**TEXT**
Now that I’ve written that, it dawns on me that THIS is why we procrastinate. I do it too. Though I am ‘wise’ enough (which means I’ve been procrastinating on a Professional Level for some time...) to understand the various degrees of procrastinating, and that they are a part of the creative process. Rather than feeling guilty about procrastinating, I think viewing it differently really helps. For example, what if:
1. Inability to get on with the thing that you THINK you SHOULD be doing, means that you aren’t in the right head-space to do it? What if there is something deep within us which resists ANYTHING, when we think we OUGHT to do it? 
2. What if we recognized that in some way we feel a small bit that we are selfish and that spending time doing something for pleasure is wrong..? 
3. Faffing about doing household chores is a form of head-clearing, necessary (for women, anyway) to preparing ourselves to enter the right energy?

**INFORMATION GIVEN**
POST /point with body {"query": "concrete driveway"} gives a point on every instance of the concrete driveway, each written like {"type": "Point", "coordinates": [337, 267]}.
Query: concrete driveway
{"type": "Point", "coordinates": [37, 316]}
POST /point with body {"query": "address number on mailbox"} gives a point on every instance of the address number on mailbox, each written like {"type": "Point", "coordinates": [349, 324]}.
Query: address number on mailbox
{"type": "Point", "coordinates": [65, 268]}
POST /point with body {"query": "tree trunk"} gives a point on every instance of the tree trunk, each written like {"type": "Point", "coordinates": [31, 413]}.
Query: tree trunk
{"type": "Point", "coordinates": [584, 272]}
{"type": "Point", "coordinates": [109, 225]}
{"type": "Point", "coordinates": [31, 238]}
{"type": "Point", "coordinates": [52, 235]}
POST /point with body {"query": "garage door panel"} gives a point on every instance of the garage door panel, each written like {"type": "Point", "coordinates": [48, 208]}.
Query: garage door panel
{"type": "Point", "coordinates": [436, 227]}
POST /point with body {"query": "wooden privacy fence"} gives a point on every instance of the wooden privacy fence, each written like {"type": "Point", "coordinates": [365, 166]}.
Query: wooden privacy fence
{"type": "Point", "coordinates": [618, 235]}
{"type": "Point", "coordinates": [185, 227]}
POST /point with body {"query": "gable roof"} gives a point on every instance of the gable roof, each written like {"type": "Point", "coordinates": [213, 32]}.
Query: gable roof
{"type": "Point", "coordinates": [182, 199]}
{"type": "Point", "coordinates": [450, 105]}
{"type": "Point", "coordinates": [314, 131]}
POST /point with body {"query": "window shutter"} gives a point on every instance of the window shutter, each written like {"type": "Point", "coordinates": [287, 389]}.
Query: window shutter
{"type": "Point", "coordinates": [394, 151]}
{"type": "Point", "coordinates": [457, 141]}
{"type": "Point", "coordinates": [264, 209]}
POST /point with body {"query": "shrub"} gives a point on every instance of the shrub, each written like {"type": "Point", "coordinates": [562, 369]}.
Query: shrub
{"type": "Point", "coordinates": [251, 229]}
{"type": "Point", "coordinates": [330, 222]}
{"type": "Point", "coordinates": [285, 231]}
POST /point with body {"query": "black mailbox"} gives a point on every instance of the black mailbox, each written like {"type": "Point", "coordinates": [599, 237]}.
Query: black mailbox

**WHAT THIS EXERCISE ASKS**
1. Answer these questions from the passage on procrastination:
(a) According to the author, procrastinating is a part of what process?
(b) What might we feel is wrong, according to point 2?
(c) Which activity does point 3 call a form of head-clearing?
2. Pick up the passage on procrastination after its third numbered point and carry it forward in the same voice.

**TASK-BY-TASK OUTPUTS**
1.
(a) The creative process.
(b) Spending time doing something for pleasure.
(c) Faffing about doing household chores.

2.
4. What if we took a mental review of our own behaviour patterns and worked out our best-time-of-day? Once we identify that time, we can enjoy guilt-free-faffing, so long as we time it right. (I had a sad aha! moment when I discovered this for myself. My children were very young, and my time at the desk was limited and had been for many years, through looking after them. One day they were both invited to friends houses after school, so I was in my studio drawing. Then I noticed the bird song had a slightly echoey sound about it, which I hadn’t heard for a long time. Birdsong has different pitches at different times of the day. This was a late-afternoon sound, and it echoed around the trees. It struck me then that it was so familiar because it had been the sound of, the accompaniment to, my drawing. My Best-Time was from about 3pm onwards. If I was settled at 3, I could work like a train till midnight. And what time do the children leave school to come home...? 3pm.. Recognising this helped me enormously. I forgave myself for faffing. But I also altered my way of working, because I knew that I wouldn’t have access to my best-time for many years to come. So, in order to not have years of frustration, I prioritized my day - I knew that the things I HAD to do, I always WOULD do, even if late at night. So I did the drawings first. This is discipline. And it was a choice. It’s not the same in your case, but it isn’t MUCH different. Your time is very limited. But you ARE choosing!
5. ‘A solitary personal journey’... No wonder you had to force yourself up the stairs. This is difficult! We set standards for ourselves! And on top of that, we go it ALONE?! Good grief, it’s a miracle that we manage it at all, no wonder our bodies procrastinate, for it is EASIER to NOT do it.. Yet, we so want to.. When we feel procrastinative, it is because at some level we know we are taking a journey into our souls. Gulp. And to improve, we have to be honest, vulnerable, open. Those are difficult, very personal things.                         
I am so proud of you!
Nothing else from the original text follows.